= Beginning of Section =
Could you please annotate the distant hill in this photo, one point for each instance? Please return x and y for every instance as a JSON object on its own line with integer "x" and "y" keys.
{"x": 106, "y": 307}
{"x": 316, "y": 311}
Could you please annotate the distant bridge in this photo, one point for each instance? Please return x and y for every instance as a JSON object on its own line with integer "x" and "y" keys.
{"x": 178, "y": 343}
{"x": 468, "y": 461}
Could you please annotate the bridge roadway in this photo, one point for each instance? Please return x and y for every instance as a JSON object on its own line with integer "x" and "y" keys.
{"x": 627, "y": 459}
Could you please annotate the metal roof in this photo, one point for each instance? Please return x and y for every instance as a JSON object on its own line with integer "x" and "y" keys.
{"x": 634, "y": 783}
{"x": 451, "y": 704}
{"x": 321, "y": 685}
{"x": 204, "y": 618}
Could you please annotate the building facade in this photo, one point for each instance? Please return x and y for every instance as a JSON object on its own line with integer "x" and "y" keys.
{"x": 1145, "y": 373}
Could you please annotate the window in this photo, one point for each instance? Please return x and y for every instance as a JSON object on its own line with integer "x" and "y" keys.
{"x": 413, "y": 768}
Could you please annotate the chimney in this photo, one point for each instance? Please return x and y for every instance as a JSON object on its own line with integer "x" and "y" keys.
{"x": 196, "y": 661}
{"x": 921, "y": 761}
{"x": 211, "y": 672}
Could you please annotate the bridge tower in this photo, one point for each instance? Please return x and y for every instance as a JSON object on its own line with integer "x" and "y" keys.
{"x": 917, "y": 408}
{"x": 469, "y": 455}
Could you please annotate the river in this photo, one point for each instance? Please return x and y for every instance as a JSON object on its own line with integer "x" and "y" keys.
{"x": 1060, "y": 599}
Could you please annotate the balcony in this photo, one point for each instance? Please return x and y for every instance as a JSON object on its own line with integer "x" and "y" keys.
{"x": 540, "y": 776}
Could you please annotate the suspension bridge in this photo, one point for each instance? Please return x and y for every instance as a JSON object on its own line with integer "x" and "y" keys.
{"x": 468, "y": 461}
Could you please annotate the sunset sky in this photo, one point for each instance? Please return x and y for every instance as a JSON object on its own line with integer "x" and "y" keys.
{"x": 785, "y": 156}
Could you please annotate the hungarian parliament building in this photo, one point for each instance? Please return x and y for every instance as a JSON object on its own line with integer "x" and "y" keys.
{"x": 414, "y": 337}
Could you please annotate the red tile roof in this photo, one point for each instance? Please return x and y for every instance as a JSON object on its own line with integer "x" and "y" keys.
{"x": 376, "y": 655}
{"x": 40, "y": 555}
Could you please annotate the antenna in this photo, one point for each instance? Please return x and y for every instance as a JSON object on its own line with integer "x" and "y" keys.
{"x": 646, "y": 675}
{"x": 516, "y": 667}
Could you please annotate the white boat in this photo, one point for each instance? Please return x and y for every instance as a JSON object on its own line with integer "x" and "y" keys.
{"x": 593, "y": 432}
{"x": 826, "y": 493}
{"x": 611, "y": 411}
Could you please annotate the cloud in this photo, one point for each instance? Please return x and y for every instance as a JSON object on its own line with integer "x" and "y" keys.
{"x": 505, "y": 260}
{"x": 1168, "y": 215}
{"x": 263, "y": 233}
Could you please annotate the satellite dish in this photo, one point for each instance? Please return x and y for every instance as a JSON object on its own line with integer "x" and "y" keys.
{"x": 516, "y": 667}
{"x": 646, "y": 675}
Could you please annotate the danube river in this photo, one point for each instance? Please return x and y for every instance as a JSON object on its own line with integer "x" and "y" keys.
= End of Section =
YOUR ASSIGNMENT:
Transcribe the material in full, exactly as it is given.

RESULT FOR THIS TASK:
Could you please annotate the distant hill in this photo, one point for each instance? Please return x and y for every instance as a JSON object on its own line with integer "x" and "y" keys.
{"x": 106, "y": 307}
{"x": 316, "y": 311}
Could you please annotate the distant bridge in this photo, one point for each instance? Please return x and y for every instance as a JSON object on its own line with integer "x" and "y" keys.
{"x": 178, "y": 343}
{"x": 468, "y": 461}
Could you please annotate the bridge roadway in this photo, one point for each instance? Please return x and y for every instance as a JSON object on its own line with integer "x" and "y" keys.
{"x": 627, "y": 459}
Could you please annotate the metal roof in this photo, one point for each instance? Please return x and y for every instance as a JSON object on its own line with integer "x" and "y" keys.
{"x": 634, "y": 783}
{"x": 451, "y": 704}
{"x": 321, "y": 685}
{"x": 204, "y": 618}
Could you please annotate the building facade in this photo, one point for each instance? Please return x and y for every instance as a JSON object on its own line with integer "x" and "y" keys.
{"x": 1145, "y": 373}
Could you please annotate the window in this photo, one point for each instance? Please return x and y for every instance as a JSON object on its own line with integer "x" and "y" keys.
{"x": 413, "y": 768}
Could you please annotate the chimney in this photo, one point for each instance? Please return x and y for every instance as a JSON object on its own line with integer "x" and "y" keys.
{"x": 196, "y": 661}
{"x": 921, "y": 761}
{"x": 211, "y": 672}
Could you please annotate the bridge tower in this photo, one point for each instance? Please return x and y for every instance as a JSON object on its own line with integer "x" and "y" keys.
{"x": 917, "y": 408}
{"x": 469, "y": 455}
Could you please annotate the river in this photo, one point for each instance? Please return x and y for every instance as a JSON object on its own line with integer "x" and "y" keys.
{"x": 1060, "y": 599}
Could you please annotate the balcony in this photo, one point for each instance? Please return x and y for every instance as a JSON object on its own line with integer "x" and "y" keys.
{"x": 540, "y": 776}
Could you please annotate the suspension bridge in this photo, one point for each instance? Please return x and y for every instance as a JSON object on its own line with integer "x" and "y" keys.
{"x": 468, "y": 461}
Could you please annotate the sunset sky in this photo, one point for each instance? Please return x and y for every instance as a JSON object on its own line with integer "x" and "y" keys.
{"x": 785, "y": 156}
Could you please annotate the hungarian parliament building in this photo, one point for each instance? Please return x and y for every instance as a JSON object on its own line with integer "x" and "y" keys.
{"x": 414, "y": 337}
Could you please annotate the red tile roof in this photo, one point for each instance? Please return x and y for every instance as a JSON object on its own line with integer "x" and "y" keys.
{"x": 376, "y": 655}
{"x": 40, "y": 555}
Could you please annotate the antenna in this photo, one point for each instance? Please return x and y for every instance as a JSON object on its own line with integer "x" and "y" keys.
{"x": 646, "y": 675}
{"x": 516, "y": 667}
Could you please annotate the white boat in this photo, one point for each instance? Please return x and y for every instance as a JSON object on its own line with integer "x" and "y" keys.
{"x": 593, "y": 432}
{"x": 826, "y": 493}
{"x": 611, "y": 411}
Could you please annotate the cloud in this photo, one point for each instance? Please return x and y for every instance as a JSON object on its own line with integer "x" and "y" keys.
{"x": 505, "y": 260}
{"x": 1168, "y": 215}
{"x": 263, "y": 233}
Could you please annotate the satellite dish in this photo, one point for each instance? Please return x and y for every instance as a JSON object on its own line with integer "x" and "y" keys.
{"x": 516, "y": 667}
{"x": 646, "y": 675}
Could you please annotate the danube river in this photo, one point for each instance? Please return x and y for every instance as a JSON object on its own line with integer "x" and "y" keys.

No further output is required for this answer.